### [What to work on]
Rewrite everything from the line containing "Segment transparent riot" down to the line containing "[91,110,266,260]", both included, with the requests unchanged. Scale every coordinate in the answers by 1.95 and round to whole numbers, with halves going up.

### [Input material]
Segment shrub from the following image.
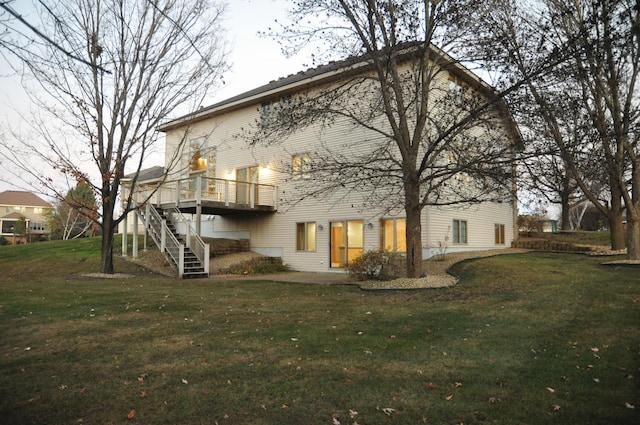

==

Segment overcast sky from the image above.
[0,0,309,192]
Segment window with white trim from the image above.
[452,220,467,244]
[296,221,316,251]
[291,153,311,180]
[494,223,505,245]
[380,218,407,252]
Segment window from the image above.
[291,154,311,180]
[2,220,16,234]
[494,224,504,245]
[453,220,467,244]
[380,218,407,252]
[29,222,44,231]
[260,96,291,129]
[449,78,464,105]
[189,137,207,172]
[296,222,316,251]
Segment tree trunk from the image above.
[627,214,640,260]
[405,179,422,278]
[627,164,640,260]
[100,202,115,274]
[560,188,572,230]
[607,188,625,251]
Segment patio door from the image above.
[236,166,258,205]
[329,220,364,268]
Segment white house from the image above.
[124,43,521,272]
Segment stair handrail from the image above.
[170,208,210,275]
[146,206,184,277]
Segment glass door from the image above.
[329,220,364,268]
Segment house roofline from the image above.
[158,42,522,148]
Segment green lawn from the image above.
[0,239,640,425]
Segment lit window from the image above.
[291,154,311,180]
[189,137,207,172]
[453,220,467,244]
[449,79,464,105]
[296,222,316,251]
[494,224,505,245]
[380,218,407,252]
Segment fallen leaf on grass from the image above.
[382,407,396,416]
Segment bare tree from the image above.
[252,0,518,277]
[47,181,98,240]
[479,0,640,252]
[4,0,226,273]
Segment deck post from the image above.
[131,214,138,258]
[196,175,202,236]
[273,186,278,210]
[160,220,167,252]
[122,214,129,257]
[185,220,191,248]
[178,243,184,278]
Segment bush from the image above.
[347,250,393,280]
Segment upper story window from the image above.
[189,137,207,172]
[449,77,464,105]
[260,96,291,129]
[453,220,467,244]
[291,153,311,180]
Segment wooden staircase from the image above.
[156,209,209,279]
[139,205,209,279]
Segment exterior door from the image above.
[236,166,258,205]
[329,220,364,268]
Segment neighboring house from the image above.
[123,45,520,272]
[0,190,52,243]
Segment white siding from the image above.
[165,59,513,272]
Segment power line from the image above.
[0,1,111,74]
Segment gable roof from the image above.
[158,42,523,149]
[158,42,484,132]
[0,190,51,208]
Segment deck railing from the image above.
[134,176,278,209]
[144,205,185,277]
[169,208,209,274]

--

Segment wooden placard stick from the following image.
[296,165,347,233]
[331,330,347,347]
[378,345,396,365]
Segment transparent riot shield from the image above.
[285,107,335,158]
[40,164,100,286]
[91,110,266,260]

### [Problem solution]
Segment transparent riot shield from the image above.
[556,209,653,308]
[78,320,195,558]
[177,215,519,507]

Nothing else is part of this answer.